Excerpts from location labeling data
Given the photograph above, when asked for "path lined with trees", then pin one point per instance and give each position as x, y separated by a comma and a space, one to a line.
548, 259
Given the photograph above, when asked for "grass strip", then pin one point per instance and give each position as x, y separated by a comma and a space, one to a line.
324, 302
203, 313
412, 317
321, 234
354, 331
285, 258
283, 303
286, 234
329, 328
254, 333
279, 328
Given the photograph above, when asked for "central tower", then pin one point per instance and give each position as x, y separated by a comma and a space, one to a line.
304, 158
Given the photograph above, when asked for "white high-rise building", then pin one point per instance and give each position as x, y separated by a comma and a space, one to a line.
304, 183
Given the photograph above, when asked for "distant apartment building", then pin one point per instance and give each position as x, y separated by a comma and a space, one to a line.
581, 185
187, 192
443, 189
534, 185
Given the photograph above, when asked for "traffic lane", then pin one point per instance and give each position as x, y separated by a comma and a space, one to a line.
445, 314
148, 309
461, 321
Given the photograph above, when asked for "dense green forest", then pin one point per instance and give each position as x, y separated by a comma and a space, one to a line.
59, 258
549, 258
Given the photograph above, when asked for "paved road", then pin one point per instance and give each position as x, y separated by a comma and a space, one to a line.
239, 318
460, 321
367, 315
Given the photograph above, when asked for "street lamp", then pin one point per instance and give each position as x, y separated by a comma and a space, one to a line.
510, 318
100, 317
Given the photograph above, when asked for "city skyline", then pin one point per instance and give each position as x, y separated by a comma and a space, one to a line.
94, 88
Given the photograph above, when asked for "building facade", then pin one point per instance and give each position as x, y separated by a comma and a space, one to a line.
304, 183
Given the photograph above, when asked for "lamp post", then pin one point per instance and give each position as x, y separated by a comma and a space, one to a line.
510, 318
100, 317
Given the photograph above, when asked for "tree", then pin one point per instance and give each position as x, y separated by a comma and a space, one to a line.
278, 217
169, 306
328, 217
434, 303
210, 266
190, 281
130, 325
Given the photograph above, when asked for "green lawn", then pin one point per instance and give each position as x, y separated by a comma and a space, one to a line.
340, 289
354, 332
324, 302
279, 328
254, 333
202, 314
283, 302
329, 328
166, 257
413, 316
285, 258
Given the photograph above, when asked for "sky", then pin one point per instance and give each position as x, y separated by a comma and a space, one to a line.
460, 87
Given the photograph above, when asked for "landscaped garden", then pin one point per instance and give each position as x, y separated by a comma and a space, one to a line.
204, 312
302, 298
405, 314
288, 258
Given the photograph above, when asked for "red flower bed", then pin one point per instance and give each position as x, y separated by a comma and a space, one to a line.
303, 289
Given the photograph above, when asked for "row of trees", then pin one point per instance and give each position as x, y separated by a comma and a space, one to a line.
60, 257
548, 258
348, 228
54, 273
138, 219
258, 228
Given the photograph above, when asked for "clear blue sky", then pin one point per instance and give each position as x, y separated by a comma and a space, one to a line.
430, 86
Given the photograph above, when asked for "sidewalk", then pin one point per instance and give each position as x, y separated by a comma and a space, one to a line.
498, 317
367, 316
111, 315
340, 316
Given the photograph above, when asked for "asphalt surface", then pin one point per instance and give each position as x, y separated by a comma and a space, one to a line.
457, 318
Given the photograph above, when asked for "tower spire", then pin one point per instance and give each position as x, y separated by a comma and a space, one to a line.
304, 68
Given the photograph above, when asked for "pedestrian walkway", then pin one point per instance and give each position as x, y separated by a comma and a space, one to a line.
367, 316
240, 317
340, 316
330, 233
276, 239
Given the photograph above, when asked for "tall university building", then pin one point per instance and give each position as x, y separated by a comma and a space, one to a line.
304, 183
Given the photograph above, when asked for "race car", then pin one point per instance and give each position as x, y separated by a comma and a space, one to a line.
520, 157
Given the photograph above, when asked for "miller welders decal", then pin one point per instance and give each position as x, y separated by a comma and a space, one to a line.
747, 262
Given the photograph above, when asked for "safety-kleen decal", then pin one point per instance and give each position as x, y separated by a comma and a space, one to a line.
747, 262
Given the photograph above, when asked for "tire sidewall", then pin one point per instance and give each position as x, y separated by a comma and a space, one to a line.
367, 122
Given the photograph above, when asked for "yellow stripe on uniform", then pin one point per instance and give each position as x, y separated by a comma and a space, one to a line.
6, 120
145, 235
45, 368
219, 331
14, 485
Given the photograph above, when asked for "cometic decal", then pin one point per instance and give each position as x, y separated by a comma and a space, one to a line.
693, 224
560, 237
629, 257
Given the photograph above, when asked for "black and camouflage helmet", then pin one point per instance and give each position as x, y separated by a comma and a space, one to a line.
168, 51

**SHORT PROBLEM**
Show every line of the entries above that contains the string "trees". Treat case as significant.

**SOLUTION FOR THIS PROBLEM**
Given the photograph above, when asked for "path lined with trees", then pin one point per instance and give each position as x, y separated by a comma and a space, one to a line.
Given the photograph above, when asked for "row of trees", then pin one point per instance and give each position as x, y separated by a comma and a space, one to a line.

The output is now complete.